**Problems to work on**:
• a. According to the article about Bowie Race Course, in what year did the track close?
• b. List every person named in the article about Bowie Race Course.
• c. Continue the article about Bowie Race Course from its last sentence.

After 70 years of horse racing, Bowie Race Course closed in 1984, a victim of changing trends and economics in the sport. Today, the oval off Race Track Road is used only for training. Its grandstand leveled, the place is thick with weeds, chipped paint, unpaved road and disrepair. If not for the men and women grooming and galloping horses there, Bowie probably would be considered a community blight.
At barn No. 9, across the street from the track, among the ruins, trainer Larry Murray beds down 23 nice horses from the stable of Howard and Sondra Bender, including their elderly star, La Reine's Terms.
Murray joined the exodus of Laurel Park trainers uprooted from their cozy home this summer while that track undergoes significant upgrades.
La Reine's Terms is living in a small cinderblock stall at the end of the shed row -- "the penthouse," joked Murray -- and though the environs aren't befitting his status as Maryland racing royalty, the horse doesn't complain.

**Region pointing data**:
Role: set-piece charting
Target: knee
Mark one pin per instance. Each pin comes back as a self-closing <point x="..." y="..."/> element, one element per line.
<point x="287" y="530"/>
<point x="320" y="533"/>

**List of answers**:
• a. 1984

• b. Larry Murray, Howard Bender, Sondra Bender

• c.
At the advanced age of 9, La Reine's Terms clearly has his mind on racing. His sharp victory in an allowance race on June 11, opening day at Colonial Downs, is remarkable because the horse hadn't run since scoring the biggest win of his life 18 months prior in the $275,000 Great State Challenge Turf Invitational in Texas on Dec. 7, 2002.
After a brilliant campaign that year, in which La Reine's Terms won five of six starts -- all stakes races, including the Maryland Million Turf -- the grass specialist looked as if he had had enough.
"He's always had a chip in his left front ankle," Murray, 51, said one recent morning at Bowie, "but it would do more damage going in there [to operate]. It's like a grain of sand in an oyster, aggravating him. Last spring, when we tried to bring him back, that's what bothered him. The older he gets, the longer it takes. I thought about stopping with him the last four years."
But what would a horse like La Reine's Terms do in retirement? Even though he has won 14 of 35 lifetime starts, earned $696,266 and repeatedly displayed a burning desire to compete, there is practically zero interest in him as a stallion prospect because of an unfashionable pedigree.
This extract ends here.